§ Given data
====

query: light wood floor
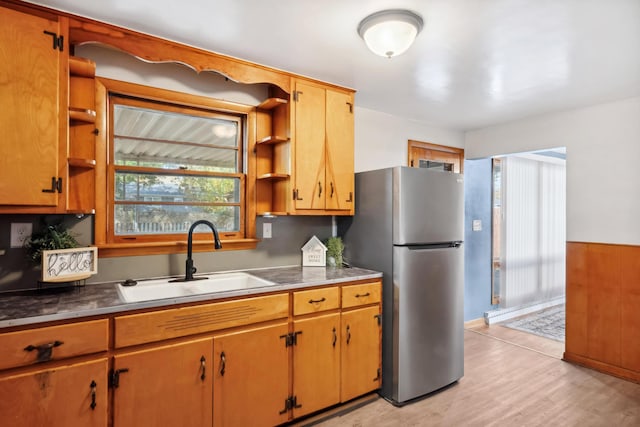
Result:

====

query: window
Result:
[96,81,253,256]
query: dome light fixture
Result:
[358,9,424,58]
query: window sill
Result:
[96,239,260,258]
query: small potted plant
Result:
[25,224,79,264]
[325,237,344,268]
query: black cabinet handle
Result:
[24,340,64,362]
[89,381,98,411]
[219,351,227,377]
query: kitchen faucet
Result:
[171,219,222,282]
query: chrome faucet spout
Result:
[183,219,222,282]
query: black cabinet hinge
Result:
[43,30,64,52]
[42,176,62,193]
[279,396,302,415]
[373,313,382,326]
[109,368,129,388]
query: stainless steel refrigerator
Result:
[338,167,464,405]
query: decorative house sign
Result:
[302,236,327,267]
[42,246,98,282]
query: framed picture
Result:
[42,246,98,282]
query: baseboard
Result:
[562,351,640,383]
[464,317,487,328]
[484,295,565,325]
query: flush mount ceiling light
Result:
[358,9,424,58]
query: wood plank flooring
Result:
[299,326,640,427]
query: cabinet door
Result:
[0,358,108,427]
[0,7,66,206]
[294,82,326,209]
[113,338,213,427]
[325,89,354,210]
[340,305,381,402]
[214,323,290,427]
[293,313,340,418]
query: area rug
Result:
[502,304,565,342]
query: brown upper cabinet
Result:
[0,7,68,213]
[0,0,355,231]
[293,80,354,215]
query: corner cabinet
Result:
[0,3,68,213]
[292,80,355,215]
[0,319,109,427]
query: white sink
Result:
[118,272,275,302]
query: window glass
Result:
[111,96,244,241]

====

§ Exercise
Count the lines in the items above that contain the word "light", and reply with that number alone.

§ Answer for this exercise
3